Aim: Copy out the rows from the line with "Segment blonde hair bun." to the line with "[341, 82, 407, 135]", both included, reproducing each line precisely.

---- Records for the exercise

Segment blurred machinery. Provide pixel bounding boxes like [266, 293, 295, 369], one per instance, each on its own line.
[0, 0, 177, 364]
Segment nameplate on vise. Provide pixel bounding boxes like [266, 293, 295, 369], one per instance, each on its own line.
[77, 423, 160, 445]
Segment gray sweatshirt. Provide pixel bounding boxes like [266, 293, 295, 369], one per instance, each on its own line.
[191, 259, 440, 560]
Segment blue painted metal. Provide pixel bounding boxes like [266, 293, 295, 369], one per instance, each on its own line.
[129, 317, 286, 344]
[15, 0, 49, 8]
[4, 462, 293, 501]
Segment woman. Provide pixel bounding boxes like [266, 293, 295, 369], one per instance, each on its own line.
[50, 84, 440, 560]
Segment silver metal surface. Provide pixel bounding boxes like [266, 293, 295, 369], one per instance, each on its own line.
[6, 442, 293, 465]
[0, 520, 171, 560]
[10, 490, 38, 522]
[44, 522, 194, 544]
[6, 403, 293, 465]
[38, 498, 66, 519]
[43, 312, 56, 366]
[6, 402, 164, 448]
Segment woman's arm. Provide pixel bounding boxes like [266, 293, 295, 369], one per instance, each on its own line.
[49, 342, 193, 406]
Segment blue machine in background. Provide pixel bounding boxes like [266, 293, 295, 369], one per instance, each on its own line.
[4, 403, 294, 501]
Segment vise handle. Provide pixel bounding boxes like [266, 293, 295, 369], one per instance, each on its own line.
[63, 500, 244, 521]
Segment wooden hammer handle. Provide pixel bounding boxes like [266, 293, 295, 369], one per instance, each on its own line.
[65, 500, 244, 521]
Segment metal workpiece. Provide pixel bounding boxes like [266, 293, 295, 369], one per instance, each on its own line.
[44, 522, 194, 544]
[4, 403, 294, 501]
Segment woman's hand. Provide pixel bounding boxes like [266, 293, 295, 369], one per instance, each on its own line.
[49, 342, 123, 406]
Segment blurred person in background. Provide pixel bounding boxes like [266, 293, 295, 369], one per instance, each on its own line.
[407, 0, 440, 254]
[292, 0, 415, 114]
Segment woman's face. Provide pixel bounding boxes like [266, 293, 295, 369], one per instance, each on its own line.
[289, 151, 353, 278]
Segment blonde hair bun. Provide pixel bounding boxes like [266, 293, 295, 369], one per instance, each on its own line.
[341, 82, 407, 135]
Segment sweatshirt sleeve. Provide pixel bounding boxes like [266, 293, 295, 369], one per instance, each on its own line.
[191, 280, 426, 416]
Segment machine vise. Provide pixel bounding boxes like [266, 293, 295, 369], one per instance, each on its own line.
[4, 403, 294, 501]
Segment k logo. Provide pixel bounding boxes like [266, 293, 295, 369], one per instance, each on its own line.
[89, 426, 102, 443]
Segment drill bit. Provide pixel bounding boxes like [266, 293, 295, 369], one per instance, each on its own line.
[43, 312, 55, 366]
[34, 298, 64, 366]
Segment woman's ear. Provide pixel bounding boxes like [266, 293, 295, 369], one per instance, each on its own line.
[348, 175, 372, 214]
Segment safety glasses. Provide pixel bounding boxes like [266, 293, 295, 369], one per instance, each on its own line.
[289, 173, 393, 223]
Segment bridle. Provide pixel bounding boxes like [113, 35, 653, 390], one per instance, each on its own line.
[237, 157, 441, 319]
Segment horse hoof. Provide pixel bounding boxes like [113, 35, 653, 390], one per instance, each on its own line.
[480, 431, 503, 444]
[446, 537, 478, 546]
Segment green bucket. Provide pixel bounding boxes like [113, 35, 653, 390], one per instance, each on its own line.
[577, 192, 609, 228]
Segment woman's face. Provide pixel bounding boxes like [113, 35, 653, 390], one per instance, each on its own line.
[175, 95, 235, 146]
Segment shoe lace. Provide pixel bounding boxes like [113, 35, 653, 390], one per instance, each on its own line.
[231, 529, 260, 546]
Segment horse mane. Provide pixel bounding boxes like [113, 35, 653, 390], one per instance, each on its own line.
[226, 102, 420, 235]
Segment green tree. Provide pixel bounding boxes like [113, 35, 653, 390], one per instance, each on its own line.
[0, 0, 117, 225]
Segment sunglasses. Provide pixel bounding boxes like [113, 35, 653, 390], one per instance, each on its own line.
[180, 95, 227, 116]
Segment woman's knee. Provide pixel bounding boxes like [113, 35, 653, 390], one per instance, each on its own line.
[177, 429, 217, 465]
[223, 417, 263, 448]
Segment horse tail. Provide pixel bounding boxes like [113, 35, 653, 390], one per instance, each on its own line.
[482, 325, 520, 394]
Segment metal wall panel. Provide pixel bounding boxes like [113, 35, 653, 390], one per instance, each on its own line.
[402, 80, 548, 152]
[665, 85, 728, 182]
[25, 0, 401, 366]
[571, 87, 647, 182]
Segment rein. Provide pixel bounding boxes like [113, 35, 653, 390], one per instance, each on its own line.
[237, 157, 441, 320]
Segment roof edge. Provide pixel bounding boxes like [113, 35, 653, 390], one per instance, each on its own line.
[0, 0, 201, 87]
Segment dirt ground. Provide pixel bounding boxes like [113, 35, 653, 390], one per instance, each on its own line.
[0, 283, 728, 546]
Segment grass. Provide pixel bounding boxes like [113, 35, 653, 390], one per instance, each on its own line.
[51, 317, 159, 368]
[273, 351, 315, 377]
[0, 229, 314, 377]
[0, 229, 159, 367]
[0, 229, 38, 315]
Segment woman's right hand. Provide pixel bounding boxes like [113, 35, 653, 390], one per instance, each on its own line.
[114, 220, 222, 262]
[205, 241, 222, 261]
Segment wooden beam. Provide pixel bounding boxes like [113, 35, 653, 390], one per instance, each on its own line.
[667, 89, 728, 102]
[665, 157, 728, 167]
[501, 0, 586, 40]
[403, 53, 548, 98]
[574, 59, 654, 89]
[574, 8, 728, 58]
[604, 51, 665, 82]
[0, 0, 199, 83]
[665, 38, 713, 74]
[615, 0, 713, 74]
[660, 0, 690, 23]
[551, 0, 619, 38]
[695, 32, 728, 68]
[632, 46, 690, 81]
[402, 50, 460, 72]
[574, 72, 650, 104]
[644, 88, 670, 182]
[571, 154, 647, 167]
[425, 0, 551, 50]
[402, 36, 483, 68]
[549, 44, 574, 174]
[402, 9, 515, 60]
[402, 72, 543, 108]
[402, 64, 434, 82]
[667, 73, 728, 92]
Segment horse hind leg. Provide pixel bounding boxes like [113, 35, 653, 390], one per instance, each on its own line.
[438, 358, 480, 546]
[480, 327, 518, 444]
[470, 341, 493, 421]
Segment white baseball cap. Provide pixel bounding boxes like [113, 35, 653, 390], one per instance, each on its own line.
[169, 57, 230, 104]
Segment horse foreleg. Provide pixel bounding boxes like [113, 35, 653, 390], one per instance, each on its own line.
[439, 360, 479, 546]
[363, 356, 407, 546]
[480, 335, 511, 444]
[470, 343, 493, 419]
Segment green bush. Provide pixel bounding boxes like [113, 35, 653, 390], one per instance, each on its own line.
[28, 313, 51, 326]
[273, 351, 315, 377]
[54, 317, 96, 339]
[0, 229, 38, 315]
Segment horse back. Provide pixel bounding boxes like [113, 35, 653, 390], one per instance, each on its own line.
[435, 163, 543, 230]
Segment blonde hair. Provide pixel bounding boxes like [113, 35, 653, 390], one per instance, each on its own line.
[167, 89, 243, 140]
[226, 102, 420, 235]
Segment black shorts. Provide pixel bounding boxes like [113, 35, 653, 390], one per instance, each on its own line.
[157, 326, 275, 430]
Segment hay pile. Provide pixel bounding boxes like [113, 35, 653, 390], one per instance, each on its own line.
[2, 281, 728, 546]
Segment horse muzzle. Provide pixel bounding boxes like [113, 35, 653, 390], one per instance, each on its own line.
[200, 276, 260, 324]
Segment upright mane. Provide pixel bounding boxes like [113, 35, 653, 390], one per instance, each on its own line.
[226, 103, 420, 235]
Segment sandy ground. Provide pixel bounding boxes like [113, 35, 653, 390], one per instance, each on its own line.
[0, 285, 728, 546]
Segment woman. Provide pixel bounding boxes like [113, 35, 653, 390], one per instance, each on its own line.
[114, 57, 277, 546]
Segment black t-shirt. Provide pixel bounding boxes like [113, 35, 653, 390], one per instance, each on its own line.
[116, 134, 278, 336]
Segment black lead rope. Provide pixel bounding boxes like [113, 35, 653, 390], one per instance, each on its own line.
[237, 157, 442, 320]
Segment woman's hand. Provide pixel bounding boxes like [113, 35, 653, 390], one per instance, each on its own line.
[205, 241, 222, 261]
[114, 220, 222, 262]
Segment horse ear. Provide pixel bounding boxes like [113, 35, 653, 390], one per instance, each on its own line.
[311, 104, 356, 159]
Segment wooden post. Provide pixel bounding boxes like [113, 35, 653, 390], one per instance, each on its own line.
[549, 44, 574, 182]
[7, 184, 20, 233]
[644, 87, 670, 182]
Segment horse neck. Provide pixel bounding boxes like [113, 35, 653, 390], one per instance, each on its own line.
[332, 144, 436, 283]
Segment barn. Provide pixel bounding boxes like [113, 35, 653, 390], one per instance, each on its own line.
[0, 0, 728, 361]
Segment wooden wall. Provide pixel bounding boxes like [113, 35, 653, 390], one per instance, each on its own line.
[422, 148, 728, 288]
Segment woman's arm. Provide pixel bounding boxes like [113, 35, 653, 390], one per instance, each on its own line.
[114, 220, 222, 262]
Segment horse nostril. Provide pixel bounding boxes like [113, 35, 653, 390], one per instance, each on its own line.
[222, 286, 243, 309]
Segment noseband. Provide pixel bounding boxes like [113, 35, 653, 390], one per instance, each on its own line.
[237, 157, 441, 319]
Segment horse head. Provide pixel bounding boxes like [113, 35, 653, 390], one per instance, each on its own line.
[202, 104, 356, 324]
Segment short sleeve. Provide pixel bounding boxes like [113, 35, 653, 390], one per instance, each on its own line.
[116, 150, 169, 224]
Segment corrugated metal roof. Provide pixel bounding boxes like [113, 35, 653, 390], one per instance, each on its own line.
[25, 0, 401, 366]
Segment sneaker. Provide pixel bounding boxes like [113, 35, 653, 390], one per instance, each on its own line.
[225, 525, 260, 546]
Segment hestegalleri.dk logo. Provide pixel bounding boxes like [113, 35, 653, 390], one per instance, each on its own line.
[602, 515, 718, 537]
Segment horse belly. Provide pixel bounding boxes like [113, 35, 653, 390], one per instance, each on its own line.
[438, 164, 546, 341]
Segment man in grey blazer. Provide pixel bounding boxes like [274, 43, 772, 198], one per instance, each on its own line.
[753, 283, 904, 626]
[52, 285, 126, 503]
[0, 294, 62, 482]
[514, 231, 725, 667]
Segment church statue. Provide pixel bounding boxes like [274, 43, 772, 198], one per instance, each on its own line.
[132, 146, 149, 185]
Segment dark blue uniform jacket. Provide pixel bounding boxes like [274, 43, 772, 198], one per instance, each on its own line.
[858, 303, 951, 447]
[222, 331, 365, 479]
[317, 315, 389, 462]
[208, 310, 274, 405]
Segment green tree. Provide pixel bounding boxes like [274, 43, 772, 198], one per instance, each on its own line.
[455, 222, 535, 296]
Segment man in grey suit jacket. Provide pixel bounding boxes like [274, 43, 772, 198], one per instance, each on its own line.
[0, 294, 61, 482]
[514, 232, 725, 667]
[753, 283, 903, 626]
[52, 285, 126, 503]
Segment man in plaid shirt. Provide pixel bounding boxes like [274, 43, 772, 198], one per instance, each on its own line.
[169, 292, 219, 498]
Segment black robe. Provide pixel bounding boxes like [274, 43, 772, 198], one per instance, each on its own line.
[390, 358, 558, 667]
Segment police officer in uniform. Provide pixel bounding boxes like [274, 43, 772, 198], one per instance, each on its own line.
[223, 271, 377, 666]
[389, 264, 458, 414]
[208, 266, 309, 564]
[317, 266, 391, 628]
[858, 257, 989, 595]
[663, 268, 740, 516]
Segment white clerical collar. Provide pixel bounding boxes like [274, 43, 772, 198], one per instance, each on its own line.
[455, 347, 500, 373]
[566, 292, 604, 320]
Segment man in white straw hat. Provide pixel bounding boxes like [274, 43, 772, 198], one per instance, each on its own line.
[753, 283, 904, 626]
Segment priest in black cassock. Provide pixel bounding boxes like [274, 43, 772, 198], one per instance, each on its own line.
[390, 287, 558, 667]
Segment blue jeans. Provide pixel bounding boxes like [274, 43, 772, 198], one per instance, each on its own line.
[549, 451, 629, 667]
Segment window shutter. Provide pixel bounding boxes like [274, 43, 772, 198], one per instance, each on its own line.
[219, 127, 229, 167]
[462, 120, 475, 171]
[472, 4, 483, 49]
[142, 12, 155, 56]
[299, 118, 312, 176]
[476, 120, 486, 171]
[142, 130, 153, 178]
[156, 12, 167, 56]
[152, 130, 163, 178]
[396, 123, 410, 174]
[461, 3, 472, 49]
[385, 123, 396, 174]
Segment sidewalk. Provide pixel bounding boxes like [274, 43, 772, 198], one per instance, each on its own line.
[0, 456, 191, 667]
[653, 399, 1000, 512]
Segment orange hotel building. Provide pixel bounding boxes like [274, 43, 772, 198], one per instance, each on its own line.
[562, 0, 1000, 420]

--------

Answer to this exercise:
Segment blonde hair bun. Provide pixel bounding boxes like [266, 293, 295, 369], one per instance, each on its own line.
[341, 82, 407, 135]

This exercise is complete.